Aim of the task => Take the line containing "Task: pointing. Input: the" and every line after it to the end of the records, and copy them exactly, leaving out pictures.

━━ The data ━━

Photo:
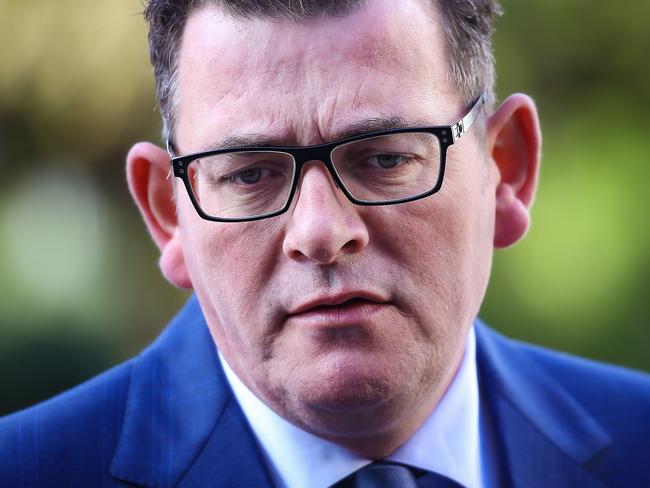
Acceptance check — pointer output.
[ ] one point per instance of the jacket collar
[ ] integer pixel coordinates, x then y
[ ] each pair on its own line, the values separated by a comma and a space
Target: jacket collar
546, 438
182, 424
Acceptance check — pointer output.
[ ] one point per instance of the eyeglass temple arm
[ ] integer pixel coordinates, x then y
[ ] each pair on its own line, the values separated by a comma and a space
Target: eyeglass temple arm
463, 125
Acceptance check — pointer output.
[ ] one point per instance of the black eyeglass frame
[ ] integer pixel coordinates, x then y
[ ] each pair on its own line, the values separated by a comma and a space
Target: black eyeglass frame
446, 134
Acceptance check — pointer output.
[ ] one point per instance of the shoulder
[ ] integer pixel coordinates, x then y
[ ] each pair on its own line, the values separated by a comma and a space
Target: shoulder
598, 413
597, 386
83, 423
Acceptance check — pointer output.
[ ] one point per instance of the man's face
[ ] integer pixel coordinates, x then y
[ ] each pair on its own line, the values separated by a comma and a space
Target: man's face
349, 321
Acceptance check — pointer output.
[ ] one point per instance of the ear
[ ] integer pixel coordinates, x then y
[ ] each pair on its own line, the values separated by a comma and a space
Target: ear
150, 183
514, 142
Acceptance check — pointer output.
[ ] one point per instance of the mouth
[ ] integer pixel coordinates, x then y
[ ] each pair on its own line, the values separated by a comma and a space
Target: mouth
338, 311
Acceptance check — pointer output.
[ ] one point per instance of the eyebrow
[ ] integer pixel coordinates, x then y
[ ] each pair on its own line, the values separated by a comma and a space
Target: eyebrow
358, 128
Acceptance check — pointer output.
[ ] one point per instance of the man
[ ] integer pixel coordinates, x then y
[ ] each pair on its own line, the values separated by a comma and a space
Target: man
340, 178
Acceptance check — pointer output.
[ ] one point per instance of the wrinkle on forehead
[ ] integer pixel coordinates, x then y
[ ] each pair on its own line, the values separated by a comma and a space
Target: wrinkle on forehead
301, 79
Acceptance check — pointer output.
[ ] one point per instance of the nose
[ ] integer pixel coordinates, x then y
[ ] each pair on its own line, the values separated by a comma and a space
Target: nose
324, 225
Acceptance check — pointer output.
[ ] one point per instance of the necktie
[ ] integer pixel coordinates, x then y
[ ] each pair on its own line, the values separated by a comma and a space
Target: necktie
392, 475
379, 475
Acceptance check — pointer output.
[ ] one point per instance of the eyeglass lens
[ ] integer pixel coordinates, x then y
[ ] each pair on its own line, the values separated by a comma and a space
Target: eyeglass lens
378, 169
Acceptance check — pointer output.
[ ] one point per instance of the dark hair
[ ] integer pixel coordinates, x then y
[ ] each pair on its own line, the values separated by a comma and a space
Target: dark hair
467, 24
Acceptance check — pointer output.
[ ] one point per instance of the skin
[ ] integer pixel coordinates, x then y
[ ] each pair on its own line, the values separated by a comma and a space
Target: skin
398, 286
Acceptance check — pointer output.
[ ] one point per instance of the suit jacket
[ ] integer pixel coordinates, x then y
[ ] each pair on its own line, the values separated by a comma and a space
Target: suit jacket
168, 418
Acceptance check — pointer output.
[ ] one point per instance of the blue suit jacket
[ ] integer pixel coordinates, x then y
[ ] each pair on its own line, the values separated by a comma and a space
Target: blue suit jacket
168, 418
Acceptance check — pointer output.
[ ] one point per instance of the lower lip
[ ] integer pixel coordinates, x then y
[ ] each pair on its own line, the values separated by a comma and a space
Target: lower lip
356, 313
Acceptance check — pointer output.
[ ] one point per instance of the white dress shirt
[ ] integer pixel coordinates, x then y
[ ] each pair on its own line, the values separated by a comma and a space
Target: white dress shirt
449, 441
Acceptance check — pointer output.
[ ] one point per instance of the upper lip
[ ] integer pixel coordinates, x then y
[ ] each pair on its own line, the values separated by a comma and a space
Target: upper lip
333, 300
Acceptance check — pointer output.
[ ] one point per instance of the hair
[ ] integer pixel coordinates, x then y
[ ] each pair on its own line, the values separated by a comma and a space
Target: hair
467, 26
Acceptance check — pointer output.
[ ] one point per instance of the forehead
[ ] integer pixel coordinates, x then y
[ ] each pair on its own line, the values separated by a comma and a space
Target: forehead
302, 81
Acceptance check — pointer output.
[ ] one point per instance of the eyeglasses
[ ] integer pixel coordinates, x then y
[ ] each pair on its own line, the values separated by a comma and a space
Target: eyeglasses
377, 168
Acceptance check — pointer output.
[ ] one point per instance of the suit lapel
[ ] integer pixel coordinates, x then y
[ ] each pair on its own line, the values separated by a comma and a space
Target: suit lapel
181, 421
546, 438
230, 457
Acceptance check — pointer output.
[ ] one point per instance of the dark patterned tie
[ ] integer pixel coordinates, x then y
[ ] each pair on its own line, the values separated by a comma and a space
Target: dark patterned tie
391, 475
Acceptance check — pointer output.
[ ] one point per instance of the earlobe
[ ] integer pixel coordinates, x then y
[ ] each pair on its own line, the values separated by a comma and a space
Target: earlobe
150, 184
514, 142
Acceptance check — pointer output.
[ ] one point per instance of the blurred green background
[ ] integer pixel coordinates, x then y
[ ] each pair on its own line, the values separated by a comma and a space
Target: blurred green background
80, 289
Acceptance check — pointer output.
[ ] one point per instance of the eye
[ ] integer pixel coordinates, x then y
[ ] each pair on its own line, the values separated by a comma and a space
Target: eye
389, 160
249, 176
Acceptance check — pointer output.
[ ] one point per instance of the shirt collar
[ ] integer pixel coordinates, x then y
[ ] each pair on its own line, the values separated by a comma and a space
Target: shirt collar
446, 443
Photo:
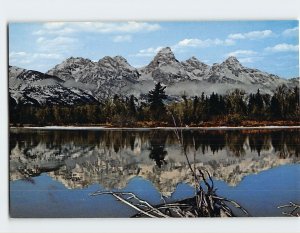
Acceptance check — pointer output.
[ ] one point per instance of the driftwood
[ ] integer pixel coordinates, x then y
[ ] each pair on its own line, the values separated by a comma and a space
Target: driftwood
294, 209
205, 202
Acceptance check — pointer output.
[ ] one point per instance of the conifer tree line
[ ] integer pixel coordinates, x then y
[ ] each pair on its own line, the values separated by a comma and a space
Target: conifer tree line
232, 108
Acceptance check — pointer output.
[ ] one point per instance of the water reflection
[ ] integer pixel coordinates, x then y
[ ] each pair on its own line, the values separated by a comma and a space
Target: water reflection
112, 157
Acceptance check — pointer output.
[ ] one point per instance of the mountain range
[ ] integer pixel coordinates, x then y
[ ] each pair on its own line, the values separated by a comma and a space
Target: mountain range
79, 80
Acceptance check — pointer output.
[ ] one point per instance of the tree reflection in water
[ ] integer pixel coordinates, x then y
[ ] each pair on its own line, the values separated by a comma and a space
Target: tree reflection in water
157, 147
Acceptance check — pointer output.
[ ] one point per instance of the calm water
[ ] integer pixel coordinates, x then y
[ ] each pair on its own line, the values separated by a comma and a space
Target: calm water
52, 172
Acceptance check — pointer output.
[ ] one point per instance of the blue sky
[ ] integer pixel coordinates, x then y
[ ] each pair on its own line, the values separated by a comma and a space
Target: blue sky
271, 46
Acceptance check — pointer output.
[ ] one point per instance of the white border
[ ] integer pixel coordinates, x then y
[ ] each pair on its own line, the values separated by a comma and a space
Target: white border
142, 10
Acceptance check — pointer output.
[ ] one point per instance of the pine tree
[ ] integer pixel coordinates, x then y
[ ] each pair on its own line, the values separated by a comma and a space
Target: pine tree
155, 98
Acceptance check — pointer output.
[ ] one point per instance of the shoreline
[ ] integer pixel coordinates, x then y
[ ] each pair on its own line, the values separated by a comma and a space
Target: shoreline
153, 128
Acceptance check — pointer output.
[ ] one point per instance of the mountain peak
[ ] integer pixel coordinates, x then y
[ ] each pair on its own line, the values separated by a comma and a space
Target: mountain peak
165, 50
164, 56
232, 60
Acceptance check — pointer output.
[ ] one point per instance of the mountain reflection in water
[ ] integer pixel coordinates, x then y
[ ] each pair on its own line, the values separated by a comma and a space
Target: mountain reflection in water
79, 159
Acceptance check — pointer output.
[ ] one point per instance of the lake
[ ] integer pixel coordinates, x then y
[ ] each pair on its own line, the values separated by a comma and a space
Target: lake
52, 172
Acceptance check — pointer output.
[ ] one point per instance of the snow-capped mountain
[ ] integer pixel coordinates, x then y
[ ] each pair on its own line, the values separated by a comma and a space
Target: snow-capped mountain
33, 87
165, 68
105, 77
78, 80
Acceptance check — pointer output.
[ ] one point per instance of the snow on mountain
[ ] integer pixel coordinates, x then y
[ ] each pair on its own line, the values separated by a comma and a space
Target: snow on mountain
105, 77
36, 88
84, 78
165, 68
195, 68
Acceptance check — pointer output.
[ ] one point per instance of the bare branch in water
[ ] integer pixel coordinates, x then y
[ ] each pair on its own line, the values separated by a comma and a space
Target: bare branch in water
203, 204
295, 212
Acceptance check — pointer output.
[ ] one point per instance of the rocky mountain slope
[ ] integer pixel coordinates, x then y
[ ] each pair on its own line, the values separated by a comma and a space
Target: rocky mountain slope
81, 80
32, 87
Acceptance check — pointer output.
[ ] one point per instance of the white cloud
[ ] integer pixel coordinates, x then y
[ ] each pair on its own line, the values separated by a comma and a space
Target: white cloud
63, 29
283, 48
122, 38
13, 55
239, 53
198, 43
58, 44
149, 52
251, 35
185, 43
27, 58
291, 32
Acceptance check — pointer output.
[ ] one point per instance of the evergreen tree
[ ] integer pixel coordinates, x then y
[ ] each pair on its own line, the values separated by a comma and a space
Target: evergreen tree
155, 98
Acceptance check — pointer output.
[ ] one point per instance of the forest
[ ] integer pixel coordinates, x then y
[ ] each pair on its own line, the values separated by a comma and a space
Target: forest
158, 109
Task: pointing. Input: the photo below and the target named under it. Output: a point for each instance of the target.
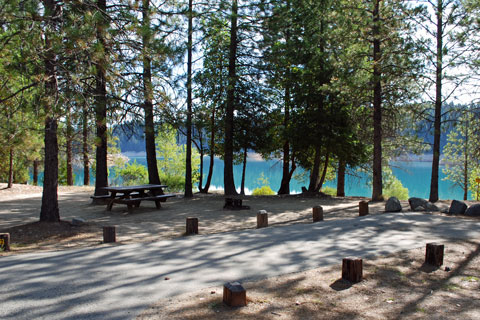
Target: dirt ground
(394, 287)
(20, 210)
(398, 286)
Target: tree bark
(101, 173)
(49, 211)
(324, 173)
(212, 153)
(86, 160)
(341, 178)
(377, 184)
(152, 167)
(244, 170)
(438, 106)
(285, 183)
(69, 138)
(10, 169)
(35, 172)
(315, 173)
(188, 161)
(228, 178)
(465, 161)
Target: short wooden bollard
(352, 269)
(192, 226)
(362, 208)
(434, 254)
(234, 295)
(317, 213)
(109, 234)
(4, 241)
(262, 219)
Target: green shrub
(175, 183)
(263, 191)
(394, 188)
(171, 161)
(330, 191)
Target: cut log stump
(352, 269)
(434, 254)
(109, 234)
(234, 295)
(317, 213)
(362, 208)
(4, 241)
(262, 219)
(192, 226)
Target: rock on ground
(418, 204)
(393, 205)
(457, 207)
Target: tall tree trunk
(49, 211)
(101, 172)
(10, 169)
(438, 106)
(86, 160)
(36, 163)
(315, 173)
(228, 178)
(285, 183)
(152, 167)
(200, 178)
(341, 178)
(69, 137)
(188, 161)
(324, 173)
(244, 170)
(465, 161)
(212, 152)
(377, 189)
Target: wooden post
(109, 234)
(352, 269)
(434, 254)
(228, 203)
(317, 213)
(262, 219)
(362, 208)
(237, 203)
(4, 241)
(234, 295)
(192, 226)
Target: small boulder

━━━

Result of the exercise =>
Task: pointing. Input: the photo below and the target named under it. Output: a point for each instance of the target.
Target: dirt ground
(394, 287)
(20, 210)
(398, 286)
Target: tree bark
(101, 173)
(49, 211)
(324, 173)
(212, 153)
(86, 160)
(341, 178)
(377, 184)
(152, 167)
(244, 170)
(438, 106)
(285, 183)
(69, 138)
(10, 169)
(35, 172)
(315, 173)
(188, 161)
(228, 178)
(465, 161)
Target: short wooden bollard
(352, 269)
(192, 226)
(362, 208)
(434, 254)
(234, 295)
(317, 213)
(109, 234)
(4, 241)
(262, 219)
Target: green shrub
(175, 183)
(263, 191)
(394, 188)
(171, 161)
(330, 191)
Target: cut log stump
(352, 269)
(434, 254)
(109, 234)
(234, 295)
(317, 213)
(362, 208)
(4, 241)
(262, 219)
(192, 226)
Target: rock on ground
(418, 204)
(393, 205)
(457, 207)
Target: tall tree trunk
(49, 211)
(101, 172)
(10, 169)
(438, 106)
(86, 160)
(36, 163)
(315, 173)
(228, 178)
(285, 183)
(152, 167)
(200, 178)
(341, 178)
(69, 137)
(188, 161)
(324, 173)
(244, 170)
(465, 161)
(212, 152)
(377, 189)
Target: wooden post
(109, 234)
(352, 269)
(434, 254)
(228, 203)
(317, 213)
(262, 219)
(362, 208)
(237, 203)
(4, 241)
(234, 295)
(192, 226)
Target: small boulder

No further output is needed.